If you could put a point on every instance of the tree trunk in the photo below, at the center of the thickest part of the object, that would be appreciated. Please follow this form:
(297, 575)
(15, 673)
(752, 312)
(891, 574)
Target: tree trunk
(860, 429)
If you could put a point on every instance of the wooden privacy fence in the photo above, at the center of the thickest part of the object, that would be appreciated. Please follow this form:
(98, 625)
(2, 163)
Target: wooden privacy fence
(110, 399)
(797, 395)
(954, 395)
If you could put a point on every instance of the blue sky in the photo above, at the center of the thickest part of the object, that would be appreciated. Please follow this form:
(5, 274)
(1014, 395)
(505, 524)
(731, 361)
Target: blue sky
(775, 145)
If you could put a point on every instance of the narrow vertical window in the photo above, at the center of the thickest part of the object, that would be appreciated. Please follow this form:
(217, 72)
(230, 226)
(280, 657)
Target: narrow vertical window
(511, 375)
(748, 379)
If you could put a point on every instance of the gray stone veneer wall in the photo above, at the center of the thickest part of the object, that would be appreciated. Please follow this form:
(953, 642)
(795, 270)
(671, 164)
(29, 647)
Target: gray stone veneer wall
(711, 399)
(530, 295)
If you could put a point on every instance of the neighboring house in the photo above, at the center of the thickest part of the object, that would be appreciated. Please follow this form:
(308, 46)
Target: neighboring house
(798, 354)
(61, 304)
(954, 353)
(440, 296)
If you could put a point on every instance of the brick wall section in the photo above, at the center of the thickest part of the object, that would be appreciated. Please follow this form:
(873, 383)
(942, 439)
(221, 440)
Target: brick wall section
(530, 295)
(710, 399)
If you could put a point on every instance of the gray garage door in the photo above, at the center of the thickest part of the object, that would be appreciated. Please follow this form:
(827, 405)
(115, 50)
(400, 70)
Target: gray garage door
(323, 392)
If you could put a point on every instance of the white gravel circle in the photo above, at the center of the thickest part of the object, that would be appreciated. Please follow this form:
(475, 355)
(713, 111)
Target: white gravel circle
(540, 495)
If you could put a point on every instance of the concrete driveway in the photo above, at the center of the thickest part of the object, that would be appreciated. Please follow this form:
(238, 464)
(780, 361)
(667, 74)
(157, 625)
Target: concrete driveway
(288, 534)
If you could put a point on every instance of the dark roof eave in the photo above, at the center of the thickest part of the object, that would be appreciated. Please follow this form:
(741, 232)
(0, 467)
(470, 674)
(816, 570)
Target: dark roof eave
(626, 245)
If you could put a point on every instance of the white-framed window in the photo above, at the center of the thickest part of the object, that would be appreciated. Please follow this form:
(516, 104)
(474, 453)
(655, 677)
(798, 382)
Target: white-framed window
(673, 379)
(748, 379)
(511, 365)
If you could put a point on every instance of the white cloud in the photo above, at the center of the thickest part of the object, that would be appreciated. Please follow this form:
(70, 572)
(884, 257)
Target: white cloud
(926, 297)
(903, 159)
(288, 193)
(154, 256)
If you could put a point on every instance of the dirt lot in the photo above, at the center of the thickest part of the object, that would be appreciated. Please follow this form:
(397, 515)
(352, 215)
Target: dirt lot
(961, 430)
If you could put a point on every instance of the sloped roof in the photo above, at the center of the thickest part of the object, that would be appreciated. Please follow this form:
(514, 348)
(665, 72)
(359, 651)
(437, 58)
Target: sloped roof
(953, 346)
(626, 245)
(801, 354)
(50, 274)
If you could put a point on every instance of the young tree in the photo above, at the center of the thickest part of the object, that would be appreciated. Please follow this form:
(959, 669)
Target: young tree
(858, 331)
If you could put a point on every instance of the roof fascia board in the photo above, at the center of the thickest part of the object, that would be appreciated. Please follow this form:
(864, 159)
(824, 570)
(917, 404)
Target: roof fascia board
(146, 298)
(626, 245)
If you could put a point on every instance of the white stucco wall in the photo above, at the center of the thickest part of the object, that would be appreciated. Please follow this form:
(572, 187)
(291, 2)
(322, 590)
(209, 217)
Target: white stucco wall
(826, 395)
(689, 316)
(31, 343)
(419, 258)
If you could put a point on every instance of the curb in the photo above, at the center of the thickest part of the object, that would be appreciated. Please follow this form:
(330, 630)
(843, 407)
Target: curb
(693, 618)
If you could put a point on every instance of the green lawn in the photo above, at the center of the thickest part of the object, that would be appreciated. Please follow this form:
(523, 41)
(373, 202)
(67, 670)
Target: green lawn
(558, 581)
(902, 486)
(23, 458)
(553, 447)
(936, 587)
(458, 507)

**Task to complete:**
Please quote, word for word, the rows starting with the line that contains "of the green" and going on through the final line of the rows above, including both ends.

**Task answer:**
If you could put a point on every instance of the green lawn in the photo above, at the center of the thickest part of the object, that would be appreciated. Please follow this form:
(523, 41)
(373, 202)
(67, 670)
Target: green lawn
(558, 581)
(902, 486)
(23, 458)
(553, 447)
(936, 587)
(458, 507)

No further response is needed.